READING PASSAGE:
Monday, 25 July 2011

Growth Compositing

Over the last few weeks, I have been trying to finish compositing "Growth".

As mentioned in a previous post, I have been working in Nuke to put all of the render layers together and adjust all of the visual attributes. Growth uses a variety of passes (rendered out of Maya), and these are shown below;








I was initially having problems adding depth-of-field (my frames were acquiring 'stepped' edges) in Nuke, but as part of our masterclass with Hugo Guerra, I was able to get Hugo's help in fixing this (well, it couldn't be fixed, but we found a way to work around the problem!).

Beyond this, I was able to get some great feedback from two of my classmates, on how to improve the final output of my work.

Mark Haldane suggested that I 'grade' the cells, as they could do with a bit more contrast/definition.

Matt Cameron suggested that I should try adding motion blur and chromatic aberration.

At this stage, I had already created Nuke scripts for each of the shots, which would combine all of the render passes, add a background and calculate the depth-of-field.

I then created a second Nuke script, which would take this first rendered sequence and add the chromatic aberration, motion blur, and film grain.

SOURCE DATA:
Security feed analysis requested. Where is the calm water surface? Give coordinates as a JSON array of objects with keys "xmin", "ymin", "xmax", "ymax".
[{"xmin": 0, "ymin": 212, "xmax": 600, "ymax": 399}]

HOW TO COMPLETE THIS TASK: Copy out the compositing post above word for word, everything from "Matt Cameron suggested" down to "calculate the depth-of-field.".

SOLUTION BELOW:
Matt Cameron suggested that I should try adding motion blur and chromatic aberration.

At this stage, I had already created Nuke scripts for each of the shots, which would combine all of the render passes, add a background and calculate the depth-of-field.